▶ [Directions for this task] Identify every line in the items below that contains the string "positive", and copy each of those lines in full.

▶ [Material provided]

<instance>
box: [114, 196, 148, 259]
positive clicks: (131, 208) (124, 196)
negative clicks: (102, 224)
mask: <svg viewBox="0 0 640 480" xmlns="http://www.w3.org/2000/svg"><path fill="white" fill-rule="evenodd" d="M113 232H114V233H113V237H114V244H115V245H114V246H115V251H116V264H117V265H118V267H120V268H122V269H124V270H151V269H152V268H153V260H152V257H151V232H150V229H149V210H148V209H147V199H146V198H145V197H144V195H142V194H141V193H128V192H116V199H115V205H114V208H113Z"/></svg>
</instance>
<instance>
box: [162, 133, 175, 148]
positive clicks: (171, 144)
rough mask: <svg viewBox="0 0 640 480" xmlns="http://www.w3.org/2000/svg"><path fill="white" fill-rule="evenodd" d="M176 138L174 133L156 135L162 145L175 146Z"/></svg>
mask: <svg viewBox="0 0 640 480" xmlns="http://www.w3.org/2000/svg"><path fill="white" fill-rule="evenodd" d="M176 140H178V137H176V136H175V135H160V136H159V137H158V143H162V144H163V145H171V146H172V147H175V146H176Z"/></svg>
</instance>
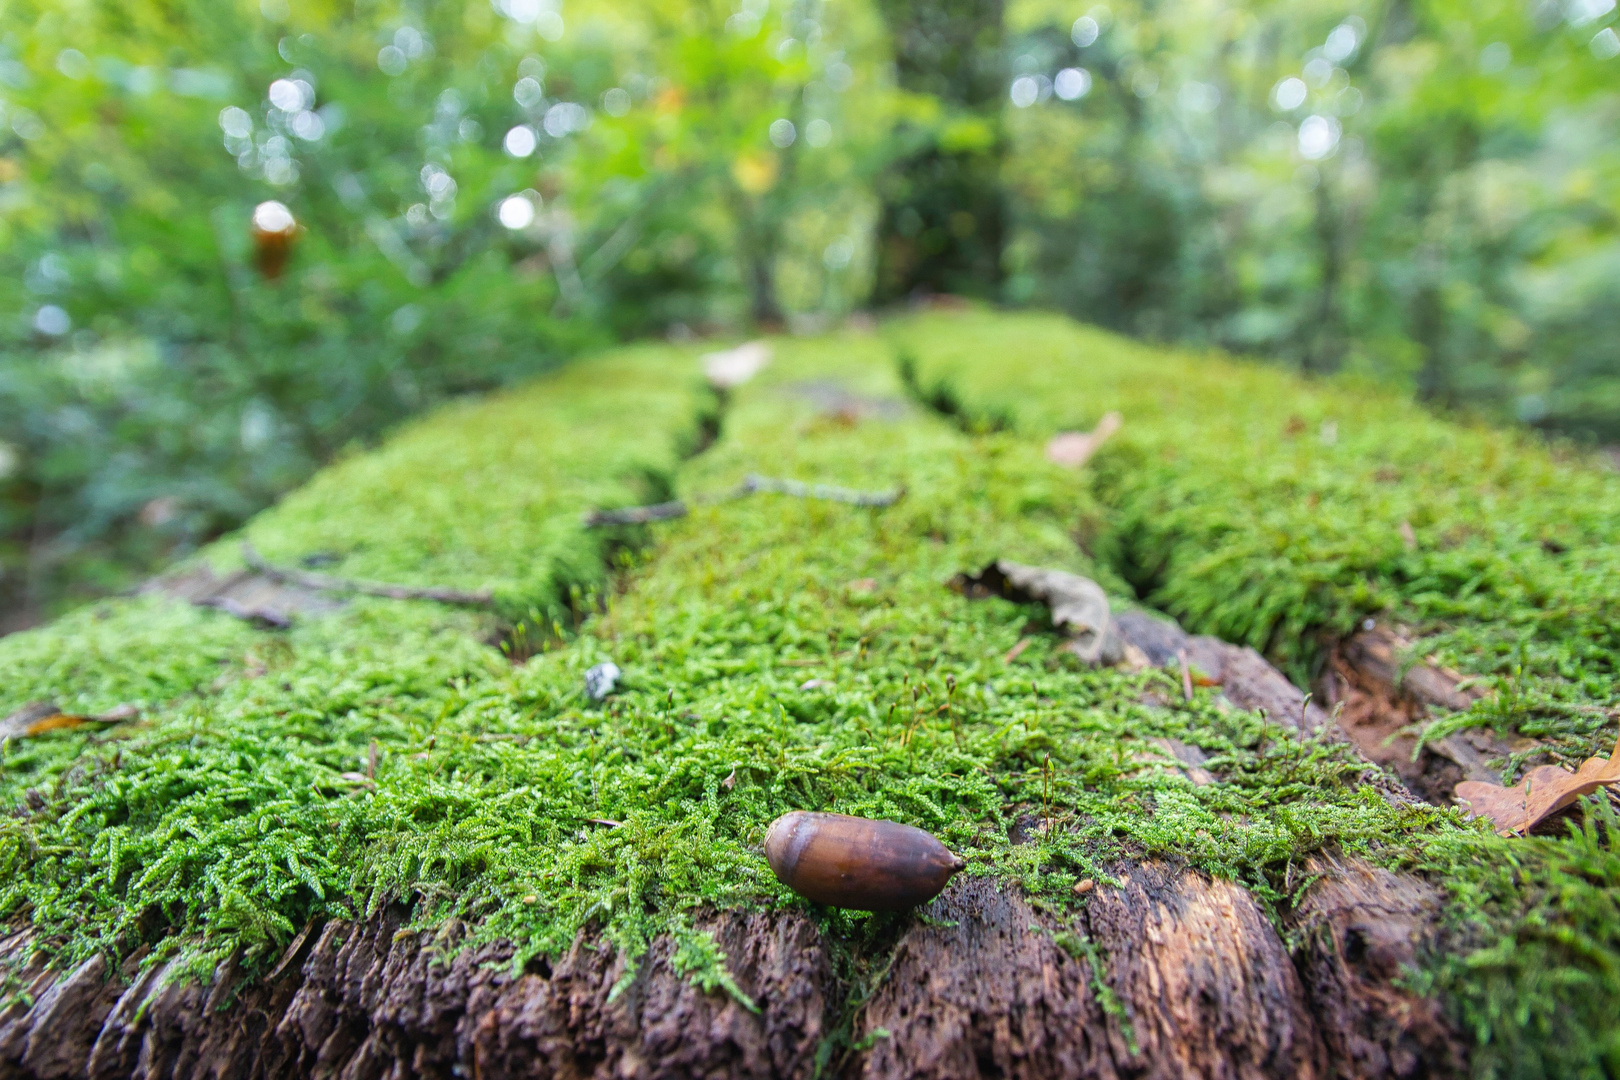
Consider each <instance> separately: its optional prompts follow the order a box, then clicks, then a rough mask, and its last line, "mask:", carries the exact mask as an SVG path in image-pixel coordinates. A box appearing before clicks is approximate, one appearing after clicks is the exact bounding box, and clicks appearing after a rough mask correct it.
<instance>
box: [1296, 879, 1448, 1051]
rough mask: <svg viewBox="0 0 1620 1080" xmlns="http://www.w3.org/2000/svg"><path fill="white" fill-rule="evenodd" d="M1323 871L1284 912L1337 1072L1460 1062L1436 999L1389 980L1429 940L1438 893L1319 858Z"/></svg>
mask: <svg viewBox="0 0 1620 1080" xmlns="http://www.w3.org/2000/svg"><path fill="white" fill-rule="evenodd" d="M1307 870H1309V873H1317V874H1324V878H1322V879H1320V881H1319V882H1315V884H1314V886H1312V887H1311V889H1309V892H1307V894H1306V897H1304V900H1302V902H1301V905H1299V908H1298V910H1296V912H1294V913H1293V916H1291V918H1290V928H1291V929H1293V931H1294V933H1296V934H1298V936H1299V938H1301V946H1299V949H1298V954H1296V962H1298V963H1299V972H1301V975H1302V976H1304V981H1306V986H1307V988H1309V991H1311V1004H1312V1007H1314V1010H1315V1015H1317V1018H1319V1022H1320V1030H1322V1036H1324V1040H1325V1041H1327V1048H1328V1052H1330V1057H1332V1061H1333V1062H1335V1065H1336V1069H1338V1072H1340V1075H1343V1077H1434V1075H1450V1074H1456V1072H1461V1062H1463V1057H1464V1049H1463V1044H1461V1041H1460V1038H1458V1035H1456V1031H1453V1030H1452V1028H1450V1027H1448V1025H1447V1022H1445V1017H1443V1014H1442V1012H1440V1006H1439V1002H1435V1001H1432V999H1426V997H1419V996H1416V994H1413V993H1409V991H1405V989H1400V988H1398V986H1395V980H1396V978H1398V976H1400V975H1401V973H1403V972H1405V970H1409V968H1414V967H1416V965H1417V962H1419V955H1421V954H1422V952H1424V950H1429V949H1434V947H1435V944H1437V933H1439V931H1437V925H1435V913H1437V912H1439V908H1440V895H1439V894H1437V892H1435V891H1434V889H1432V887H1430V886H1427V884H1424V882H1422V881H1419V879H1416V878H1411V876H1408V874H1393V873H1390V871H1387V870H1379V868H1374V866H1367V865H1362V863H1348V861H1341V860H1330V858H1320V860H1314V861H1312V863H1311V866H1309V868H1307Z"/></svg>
==
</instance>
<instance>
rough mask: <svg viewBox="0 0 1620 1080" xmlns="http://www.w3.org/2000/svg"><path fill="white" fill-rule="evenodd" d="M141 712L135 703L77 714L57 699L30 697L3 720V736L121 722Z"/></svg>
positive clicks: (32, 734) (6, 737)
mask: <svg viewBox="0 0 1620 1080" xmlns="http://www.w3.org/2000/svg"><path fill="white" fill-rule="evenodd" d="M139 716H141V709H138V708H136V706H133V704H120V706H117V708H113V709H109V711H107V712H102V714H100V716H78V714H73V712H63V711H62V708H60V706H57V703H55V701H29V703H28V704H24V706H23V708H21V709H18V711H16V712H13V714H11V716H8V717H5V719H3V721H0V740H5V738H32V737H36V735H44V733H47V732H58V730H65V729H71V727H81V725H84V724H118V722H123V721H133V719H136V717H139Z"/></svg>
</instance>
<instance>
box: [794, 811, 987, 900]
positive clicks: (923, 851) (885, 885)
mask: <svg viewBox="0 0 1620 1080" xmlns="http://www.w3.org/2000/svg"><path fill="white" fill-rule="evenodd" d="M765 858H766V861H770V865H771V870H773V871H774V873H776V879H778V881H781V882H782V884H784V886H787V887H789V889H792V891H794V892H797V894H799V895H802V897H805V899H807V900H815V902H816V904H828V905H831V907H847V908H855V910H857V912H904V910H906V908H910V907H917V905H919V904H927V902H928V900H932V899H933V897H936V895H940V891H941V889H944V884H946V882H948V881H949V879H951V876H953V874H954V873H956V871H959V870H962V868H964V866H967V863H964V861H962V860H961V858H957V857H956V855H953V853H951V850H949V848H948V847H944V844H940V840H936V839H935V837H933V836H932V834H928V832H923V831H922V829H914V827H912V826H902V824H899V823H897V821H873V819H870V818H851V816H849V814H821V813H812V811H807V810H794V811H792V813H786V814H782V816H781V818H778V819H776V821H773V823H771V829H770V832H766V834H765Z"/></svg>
--
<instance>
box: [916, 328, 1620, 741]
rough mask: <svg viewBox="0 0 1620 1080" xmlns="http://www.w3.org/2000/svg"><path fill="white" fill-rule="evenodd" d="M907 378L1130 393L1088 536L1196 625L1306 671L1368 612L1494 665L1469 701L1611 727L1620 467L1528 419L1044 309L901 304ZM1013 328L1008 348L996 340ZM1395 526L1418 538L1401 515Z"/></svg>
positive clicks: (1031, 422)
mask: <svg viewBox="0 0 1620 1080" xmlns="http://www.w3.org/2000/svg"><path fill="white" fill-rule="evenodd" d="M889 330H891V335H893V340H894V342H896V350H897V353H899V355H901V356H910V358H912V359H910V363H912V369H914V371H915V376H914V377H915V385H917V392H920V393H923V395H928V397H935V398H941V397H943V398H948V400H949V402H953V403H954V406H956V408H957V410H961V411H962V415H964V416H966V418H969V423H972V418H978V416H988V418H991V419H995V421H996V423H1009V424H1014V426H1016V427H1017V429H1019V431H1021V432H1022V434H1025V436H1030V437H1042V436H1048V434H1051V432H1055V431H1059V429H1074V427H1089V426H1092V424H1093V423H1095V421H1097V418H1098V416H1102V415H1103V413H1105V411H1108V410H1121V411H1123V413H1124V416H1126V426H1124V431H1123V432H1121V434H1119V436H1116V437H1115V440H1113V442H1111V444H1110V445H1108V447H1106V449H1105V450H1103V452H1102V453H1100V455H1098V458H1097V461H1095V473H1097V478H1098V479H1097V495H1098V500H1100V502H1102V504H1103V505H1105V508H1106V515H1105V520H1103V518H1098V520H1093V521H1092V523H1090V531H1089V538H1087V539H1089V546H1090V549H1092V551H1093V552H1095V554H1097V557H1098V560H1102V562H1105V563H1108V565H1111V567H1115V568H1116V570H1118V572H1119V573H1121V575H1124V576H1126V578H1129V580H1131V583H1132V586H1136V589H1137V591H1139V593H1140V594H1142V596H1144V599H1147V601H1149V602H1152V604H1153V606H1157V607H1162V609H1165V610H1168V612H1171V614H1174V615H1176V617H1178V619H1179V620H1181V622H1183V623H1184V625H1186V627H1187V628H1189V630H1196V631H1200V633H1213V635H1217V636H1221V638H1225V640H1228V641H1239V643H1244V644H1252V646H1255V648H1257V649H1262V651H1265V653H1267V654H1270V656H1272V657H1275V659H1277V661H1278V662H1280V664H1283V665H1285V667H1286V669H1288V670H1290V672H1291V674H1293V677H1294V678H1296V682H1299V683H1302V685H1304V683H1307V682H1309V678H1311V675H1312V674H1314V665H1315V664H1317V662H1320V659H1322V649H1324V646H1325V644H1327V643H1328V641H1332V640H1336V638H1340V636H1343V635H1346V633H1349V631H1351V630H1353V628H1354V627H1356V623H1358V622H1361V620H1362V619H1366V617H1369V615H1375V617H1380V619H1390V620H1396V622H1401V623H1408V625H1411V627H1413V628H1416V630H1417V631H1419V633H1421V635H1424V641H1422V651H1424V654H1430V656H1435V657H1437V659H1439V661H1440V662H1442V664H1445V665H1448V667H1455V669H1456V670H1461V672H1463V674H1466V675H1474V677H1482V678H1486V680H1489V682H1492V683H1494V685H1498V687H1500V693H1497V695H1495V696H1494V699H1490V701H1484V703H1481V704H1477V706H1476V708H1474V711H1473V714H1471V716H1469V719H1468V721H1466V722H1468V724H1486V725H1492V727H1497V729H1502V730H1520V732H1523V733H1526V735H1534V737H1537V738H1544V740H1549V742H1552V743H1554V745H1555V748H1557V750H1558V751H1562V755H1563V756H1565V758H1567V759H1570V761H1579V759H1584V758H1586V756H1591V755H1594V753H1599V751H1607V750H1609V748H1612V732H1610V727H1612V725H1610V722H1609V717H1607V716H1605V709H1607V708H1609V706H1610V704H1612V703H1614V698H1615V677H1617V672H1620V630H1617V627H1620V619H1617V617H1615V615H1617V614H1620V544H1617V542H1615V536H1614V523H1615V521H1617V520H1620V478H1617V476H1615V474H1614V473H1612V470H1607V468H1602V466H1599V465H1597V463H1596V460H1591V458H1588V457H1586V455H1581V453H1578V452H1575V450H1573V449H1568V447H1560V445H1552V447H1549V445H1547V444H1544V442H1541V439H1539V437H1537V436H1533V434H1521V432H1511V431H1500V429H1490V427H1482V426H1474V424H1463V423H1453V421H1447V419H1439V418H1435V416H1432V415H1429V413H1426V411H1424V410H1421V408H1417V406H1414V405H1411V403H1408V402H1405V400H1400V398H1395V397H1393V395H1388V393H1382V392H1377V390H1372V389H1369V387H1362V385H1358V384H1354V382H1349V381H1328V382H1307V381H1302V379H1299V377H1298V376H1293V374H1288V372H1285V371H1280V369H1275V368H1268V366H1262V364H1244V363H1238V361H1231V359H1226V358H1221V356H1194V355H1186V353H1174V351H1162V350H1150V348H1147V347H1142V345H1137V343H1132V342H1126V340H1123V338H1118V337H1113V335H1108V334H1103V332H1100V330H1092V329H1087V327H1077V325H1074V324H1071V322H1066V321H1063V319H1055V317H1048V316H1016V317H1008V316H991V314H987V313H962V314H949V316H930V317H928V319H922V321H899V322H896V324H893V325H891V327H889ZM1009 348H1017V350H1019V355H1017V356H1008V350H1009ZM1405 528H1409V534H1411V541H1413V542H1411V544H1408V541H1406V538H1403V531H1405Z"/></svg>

▶ [Response for this exercise]
positive clicks: (131, 208) (124, 196)
positive clicks: (171, 144)
positive clicks: (32, 734) (6, 737)
positive clicks: (923, 851) (885, 885)
positive clicks: (1031, 422)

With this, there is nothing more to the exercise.